── ENTRIES SHOWN

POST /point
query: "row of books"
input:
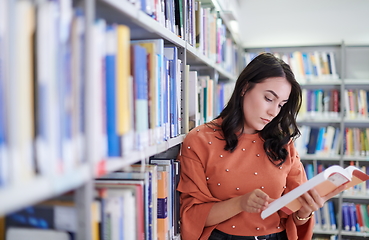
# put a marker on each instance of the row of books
(326, 141)
(133, 98)
(356, 103)
(200, 26)
(140, 202)
(308, 66)
(355, 217)
(211, 37)
(322, 141)
(325, 217)
(41, 106)
(319, 103)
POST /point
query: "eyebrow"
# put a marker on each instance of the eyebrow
(275, 95)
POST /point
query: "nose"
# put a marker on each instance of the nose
(273, 110)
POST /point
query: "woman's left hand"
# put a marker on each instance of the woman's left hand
(312, 201)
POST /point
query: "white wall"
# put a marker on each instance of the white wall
(298, 23)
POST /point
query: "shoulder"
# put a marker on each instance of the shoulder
(204, 131)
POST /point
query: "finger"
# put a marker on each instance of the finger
(307, 201)
(335, 192)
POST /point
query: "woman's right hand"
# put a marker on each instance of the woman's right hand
(255, 201)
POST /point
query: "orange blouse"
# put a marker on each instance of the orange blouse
(210, 174)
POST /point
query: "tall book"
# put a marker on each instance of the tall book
(116, 187)
(141, 102)
(4, 141)
(171, 53)
(148, 174)
(124, 97)
(21, 95)
(114, 145)
(155, 51)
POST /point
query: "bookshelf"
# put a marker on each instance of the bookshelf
(351, 63)
(75, 169)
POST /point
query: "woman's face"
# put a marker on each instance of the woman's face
(262, 103)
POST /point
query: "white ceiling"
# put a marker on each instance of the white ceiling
(271, 23)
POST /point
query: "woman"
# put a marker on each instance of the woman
(235, 165)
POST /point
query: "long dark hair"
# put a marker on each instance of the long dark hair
(283, 127)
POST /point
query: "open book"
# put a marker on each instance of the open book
(324, 182)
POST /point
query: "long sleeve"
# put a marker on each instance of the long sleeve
(196, 199)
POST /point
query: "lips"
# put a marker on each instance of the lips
(265, 120)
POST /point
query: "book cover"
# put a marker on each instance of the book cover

────

Copy every line above exactly, leaving no picture in the copy.

POST /point
query: "row of books"
input:
# put a marker on each instance of the row of books
(326, 141)
(133, 98)
(356, 103)
(200, 26)
(140, 202)
(308, 66)
(355, 217)
(211, 37)
(322, 141)
(325, 217)
(41, 106)
(319, 103)
POST /point
query: "eyebrow"
# put a marker on each instance of the eyebrow
(275, 95)
POST /point
query: "nose"
# put a marker on each instance of the nose
(273, 110)
POST /point
query: "woman's left hand"
# put a marker on each instance of the woman's left hand
(312, 201)
POST /point
query: "white wall"
# put a marker on each instance of the white wall
(298, 23)
POST /point
query: "shoulder"
# put a marker on each instance of the shoulder
(204, 131)
POST /point
query: "finger"
# put a marker on each instance of the finger
(307, 201)
(335, 192)
POST /point
query: "woman's right hand"
# put a marker on each instance of the woman's right hand
(255, 201)
POST /point
query: "orange blouse"
# put a marker on each instance of the orange blouse
(210, 174)
POST /point
query: "tall book"
# put a marker on each instance of the tall book
(116, 187)
(141, 102)
(4, 141)
(171, 53)
(148, 174)
(124, 97)
(21, 95)
(114, 145)
(155, 51)
POST /point
query: "bookshelf"
# put a marker on each instance of the bookshelf
(351, 63)
(75, 169)
POST /point
query: "woman's face"
# put a marker on each instance of the woman's face
(262, 103)
POST /point
query: "white ceiling"
# put a marker on each instance of the white ceiling
(271, 23)
POST /point
query: "woman"
# put a marker on each instance of the woman
(235, 165)
POST /point
query: "long dark hair"
# put a marker on each instance of the long dark hair
(283, 127)
POST /point
query: "open book"
# put a marker on each instance of the open book
(324, 182)
POST /point
query: "long sleeve"
# put a marker on each instance of the long sleeve
(196, 199)
POST /point
query: "lips"
# put a marker on each instance of the lips
(265, 120)
POST /point
query: "book cover"
# put a marker on each instance of the book cover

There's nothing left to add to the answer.